For me there's kind of a happy median between too long and too short. I don't want it too short, cuzz it gets awkward getting stuff out. Too long and you can't reach the bottom of the bag. It works out to be just the right length so I can press on the top with my elbow or with the top of my forearm to keep it from swinging around too much when I stoop to go under stuff in the woods. I'm 6'4", so that turns out to be pretty near full length on any I've tried with adjustable straps.
 
The only rule I really use is that if you're running with your bag and it decides to readjust itself to the front, be sure it doesn't take you out (if you know what I mean.) A swinging bag full of lead bullets and tools gains quite a bit of momentum!
The last thing you want is to be shooting blanks for the rest of your life! :rotf:
Scouter
 
you want the straps just long enough to let you reach the bottom of the bag, without having to lift up on the straps to do so. Hold the bottom of the bag from the outside, and measure from the top of the bag up around your shoulders, and across you chest, and then back down again. Add more material to have some length for sewing to the bag, and you have it. Many straps come in two pieces with a belt buckle on them and holes punched so that the length can be adjusted to the shooter. Makes great sense to me, if you are not making the bag for yourself. I bought a bag that has too long a strap. I tied a knot in the strap at the top and have used it that way for years.
 
For a shooting bag I like it up fairly high by my ribs so that I can just hold the bag tight to my side with my elbow if needed. Any longer and it bounces and flops around.

> DATA SEGMENT:
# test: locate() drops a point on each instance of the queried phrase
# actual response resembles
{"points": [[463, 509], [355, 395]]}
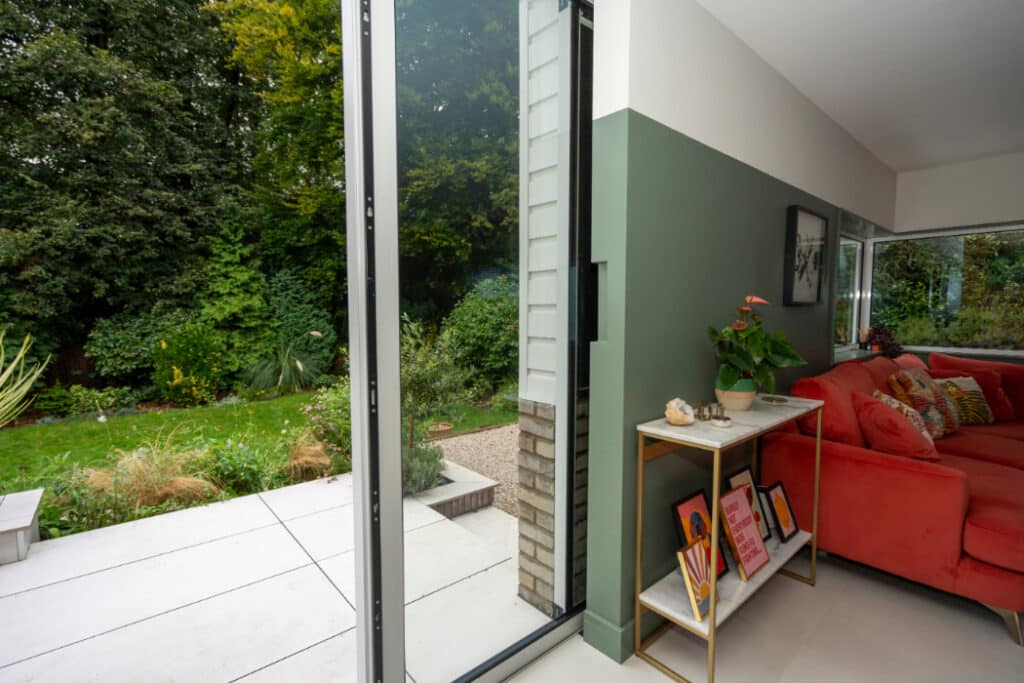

> REQUESTS:
• A. Answer these from the text on shooting-bag straps:
(i) What height does the first writer give?
(ii) What did the writer who bought a bag with too long a strap do to it?
(iii) According to the last paragraph, what happens when the strap is any longer?
• B. Quote the text on shooting-bag straps word for word, starting at "For me there's" and ending at "with adjustable straps.".

> WRITTEN RESPONSES:
• A.
(i) 6'4".
(ii) Tied a knot in the strap at the top.
(iii) The bag bounces and flops around.

• B.
For me there's kind of a happy median between too long and too short. I don't want it too short, cuzz it gets awkward getting stuff out. Too long and you can't reach the bottom of the bag. It works out to be just the right length so I can press on the top with my elbow or with the top of my forearm to keep it from swinging around too much when I stoop to go under stuff in the woods. I'm 6'4", so that turns out to be pretty near full length on any I've tried with adjustable straps.